● TASK TO CARRY OUT
Format everything from the start of the records down to and including the line that contains "[[[43,139],[39,139],[34,142],[36,146],[50,146],[49,142]]]" as a numbered list, leaving out any blank lines.

(Stored items from a collection)
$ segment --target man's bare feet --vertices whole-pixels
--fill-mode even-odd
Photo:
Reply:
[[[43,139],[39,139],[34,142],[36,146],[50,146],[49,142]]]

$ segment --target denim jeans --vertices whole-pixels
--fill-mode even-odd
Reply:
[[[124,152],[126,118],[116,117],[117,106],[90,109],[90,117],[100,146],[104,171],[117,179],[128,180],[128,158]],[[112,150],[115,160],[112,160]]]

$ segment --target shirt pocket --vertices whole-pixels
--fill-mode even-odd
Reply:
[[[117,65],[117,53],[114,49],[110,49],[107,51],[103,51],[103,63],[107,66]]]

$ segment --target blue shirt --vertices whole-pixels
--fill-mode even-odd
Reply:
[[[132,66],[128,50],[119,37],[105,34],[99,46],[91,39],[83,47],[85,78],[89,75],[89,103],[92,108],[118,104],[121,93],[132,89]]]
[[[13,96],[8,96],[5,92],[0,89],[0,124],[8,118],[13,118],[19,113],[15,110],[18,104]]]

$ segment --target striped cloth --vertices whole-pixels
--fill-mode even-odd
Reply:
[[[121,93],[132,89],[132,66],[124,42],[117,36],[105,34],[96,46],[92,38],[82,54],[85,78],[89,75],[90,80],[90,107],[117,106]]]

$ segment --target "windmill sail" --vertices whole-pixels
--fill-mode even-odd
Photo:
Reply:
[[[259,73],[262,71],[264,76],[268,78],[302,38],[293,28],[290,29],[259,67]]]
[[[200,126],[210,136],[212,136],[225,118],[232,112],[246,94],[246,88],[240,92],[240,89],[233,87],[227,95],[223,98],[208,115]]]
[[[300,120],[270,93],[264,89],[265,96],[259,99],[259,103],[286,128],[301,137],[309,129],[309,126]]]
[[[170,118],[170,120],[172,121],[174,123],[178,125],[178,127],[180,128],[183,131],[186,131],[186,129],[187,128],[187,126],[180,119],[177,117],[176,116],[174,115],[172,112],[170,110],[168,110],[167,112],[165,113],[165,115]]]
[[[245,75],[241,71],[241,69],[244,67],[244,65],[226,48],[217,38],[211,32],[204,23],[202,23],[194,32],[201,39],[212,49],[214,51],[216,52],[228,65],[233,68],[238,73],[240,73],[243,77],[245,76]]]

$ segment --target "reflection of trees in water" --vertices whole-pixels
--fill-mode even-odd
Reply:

● WRITTEN SOLUTION
1. $ segment --target man's bare feet --vertices whole-pixels
2. --fill-mode even-odd
3. Photo:
4. Reply:
5. [[[43,139],[39,139],[34,142],[36,146],[50,146],[49,142]]]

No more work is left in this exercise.